PROMPT: Retype the tail of the data exactly, starting at the line containing "Spot the metal pole" and stopping at the last line.
★ ★ ★ ★ ★ ★ ★
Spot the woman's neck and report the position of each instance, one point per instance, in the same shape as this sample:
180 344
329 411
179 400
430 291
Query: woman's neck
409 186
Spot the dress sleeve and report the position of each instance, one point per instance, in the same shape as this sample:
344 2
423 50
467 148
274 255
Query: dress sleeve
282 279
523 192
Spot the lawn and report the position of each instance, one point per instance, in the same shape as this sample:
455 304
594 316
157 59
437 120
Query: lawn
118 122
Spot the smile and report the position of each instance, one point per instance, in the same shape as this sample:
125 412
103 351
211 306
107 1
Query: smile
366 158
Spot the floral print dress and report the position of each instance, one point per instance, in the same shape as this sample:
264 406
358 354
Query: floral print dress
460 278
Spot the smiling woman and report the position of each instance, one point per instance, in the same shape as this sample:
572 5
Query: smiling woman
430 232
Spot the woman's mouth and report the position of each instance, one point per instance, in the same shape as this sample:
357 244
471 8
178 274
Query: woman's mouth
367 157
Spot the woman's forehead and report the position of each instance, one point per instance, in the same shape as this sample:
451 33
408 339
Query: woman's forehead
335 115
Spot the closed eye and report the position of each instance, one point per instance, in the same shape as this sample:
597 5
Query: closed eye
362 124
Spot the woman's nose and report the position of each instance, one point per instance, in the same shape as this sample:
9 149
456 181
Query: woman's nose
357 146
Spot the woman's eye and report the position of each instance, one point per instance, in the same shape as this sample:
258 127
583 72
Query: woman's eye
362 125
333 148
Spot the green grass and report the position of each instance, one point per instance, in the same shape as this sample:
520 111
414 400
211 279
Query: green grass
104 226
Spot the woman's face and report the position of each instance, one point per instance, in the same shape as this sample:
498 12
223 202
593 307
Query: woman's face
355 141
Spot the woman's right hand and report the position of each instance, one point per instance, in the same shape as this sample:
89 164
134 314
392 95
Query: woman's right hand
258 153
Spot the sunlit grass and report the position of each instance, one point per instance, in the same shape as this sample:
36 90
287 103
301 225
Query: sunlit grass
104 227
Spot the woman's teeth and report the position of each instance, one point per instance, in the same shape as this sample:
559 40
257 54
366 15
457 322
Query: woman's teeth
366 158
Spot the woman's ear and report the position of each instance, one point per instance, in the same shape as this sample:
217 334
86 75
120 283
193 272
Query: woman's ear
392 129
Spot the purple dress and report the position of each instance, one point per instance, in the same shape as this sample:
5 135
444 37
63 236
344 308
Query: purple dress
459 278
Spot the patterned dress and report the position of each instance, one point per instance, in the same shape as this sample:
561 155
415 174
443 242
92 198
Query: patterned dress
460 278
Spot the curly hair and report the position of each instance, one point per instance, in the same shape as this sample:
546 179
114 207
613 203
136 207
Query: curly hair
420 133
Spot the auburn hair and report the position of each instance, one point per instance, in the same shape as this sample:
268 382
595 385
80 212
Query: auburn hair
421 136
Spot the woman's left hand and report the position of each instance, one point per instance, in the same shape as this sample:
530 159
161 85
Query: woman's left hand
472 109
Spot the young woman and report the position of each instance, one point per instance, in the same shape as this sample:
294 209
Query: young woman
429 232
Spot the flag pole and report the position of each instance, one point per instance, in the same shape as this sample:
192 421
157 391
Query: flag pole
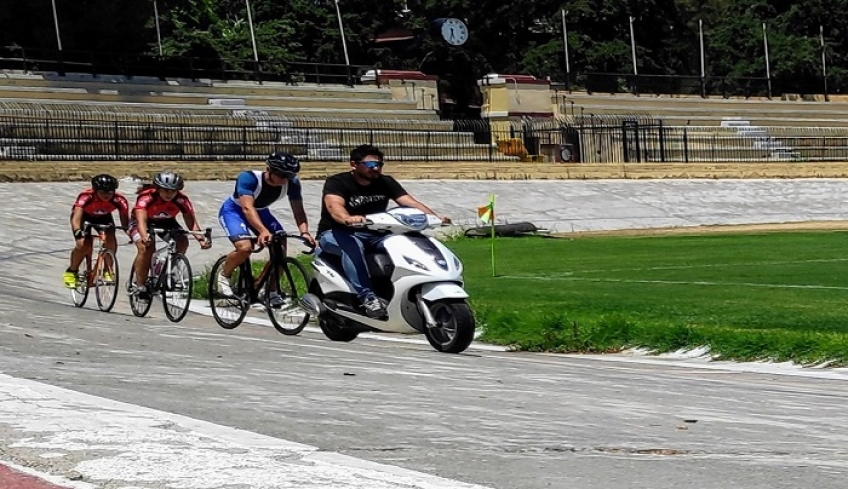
492 206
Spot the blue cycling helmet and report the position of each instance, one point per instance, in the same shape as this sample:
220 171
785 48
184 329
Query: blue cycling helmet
283 164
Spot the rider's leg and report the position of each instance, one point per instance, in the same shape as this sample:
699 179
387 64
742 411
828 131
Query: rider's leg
236 228
352 252
81 248
182 244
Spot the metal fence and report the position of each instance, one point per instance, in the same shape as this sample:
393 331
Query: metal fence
248 135
139 65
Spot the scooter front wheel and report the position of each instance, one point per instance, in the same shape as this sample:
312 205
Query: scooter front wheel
455 326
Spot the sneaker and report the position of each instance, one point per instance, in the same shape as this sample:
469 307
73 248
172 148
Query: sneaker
70 279
141 292
224 286
276 300
374 307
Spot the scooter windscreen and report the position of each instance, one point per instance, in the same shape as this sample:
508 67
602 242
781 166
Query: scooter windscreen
411 218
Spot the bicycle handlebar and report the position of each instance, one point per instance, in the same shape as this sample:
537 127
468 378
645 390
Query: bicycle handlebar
101 227
279 237
169 233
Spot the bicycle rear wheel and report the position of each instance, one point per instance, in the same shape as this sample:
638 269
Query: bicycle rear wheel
289 318
228 310
106 280
79 294
139 305
177 289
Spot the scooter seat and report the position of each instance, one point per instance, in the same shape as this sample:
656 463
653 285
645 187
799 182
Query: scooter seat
379 264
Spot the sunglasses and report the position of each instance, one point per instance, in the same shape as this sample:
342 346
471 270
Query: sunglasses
371 164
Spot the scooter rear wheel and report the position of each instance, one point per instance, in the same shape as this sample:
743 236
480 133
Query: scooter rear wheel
455 326
335 331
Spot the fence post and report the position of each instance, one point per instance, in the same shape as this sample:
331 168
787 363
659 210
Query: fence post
117 150
244 142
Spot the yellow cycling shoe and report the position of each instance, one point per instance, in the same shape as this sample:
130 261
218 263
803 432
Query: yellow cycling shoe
70 279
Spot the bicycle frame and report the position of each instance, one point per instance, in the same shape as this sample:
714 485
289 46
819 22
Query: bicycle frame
100 235
159 281
268 277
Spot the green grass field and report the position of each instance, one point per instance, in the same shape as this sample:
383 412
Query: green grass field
778 296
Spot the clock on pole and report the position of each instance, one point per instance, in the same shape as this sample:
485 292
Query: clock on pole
454 31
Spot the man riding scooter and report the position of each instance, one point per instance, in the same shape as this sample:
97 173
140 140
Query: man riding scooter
346 198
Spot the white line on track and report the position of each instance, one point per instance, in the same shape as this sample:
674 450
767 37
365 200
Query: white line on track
114 441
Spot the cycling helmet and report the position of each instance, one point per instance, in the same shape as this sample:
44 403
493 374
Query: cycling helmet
283 164
104 182
168 180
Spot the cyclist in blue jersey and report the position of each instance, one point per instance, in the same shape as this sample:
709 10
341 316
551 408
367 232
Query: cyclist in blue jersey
247 211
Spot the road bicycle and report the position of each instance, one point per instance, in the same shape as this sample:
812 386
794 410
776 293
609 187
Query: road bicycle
170 276
102 275
290 277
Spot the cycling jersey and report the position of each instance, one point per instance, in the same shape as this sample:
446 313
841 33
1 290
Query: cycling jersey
92 207
252 183
157 208
231 216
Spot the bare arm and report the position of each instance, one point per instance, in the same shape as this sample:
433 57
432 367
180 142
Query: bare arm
76 220
335 206
141 218
299 216
248 207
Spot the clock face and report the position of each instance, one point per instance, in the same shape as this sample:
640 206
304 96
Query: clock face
454 32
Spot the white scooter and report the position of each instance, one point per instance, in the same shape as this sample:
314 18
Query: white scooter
416 276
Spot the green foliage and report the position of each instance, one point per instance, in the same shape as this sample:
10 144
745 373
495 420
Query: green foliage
771 296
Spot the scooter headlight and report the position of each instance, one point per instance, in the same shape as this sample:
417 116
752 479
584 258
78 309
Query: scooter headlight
415 263
416 221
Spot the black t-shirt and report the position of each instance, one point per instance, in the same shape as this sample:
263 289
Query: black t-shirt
359 199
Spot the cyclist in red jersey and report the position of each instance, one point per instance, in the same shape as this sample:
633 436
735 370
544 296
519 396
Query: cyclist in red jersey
158 204
94 205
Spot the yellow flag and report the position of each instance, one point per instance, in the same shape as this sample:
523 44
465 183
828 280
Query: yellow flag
486 213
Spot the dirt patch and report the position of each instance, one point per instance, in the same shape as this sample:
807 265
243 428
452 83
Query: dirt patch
728 228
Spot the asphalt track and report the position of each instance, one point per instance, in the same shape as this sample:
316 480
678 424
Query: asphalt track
92 400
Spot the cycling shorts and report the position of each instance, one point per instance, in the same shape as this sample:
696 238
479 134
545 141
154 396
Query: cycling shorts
159 224
101 219
232 219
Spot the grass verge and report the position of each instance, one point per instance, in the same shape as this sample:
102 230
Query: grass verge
769 296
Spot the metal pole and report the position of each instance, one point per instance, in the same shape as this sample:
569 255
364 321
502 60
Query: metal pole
158 32
252 34
565 49
824 64
341 31
56 23
703 58
633 46
768 69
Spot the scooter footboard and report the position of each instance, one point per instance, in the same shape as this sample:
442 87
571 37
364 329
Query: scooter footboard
443 290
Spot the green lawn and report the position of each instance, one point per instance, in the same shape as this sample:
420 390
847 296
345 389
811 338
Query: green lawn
778 296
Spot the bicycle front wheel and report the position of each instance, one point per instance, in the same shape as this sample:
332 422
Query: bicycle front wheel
106 280
228 309
288 317
80 293
140 304
177 288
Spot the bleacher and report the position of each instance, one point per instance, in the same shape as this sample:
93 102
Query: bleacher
191 119
696 111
★ ★ ★ ★ ★ ★ ★
RESPONSE TO THIS EXERCISE:
Spot the metal pole and report the position of each instance, one point per instance, in the same shape as this sample:
569 255
364 321
502 60
Query: metal pole
158 32
252 34
565 49
824 64
341 31
56 23
703 58
633 46
768 69
Spot the scooter footboard and report the position of each instance, one point per instance, in the same shape as this sample:
442 87
571 37
364 329
Query: scooter footboard
443 290
Spot the green lawn and report the position of each instance, one point per instance, in the same shape as this sample:
420 390
847 296
345 389
811 338
Query: green lawn
778 296
Spot the bicycle front wheel and report the position of each instance, one point per instance, in the same shape as this sample:
332 422
Query: bicycle front wheel
106 280
228 309
288 317
80 293
140 304
177 288
Spot the bleacher and report the position of each instance, one point per instance, in the same shape as this sample:
93 102
Query: bleacher
191 119
696 111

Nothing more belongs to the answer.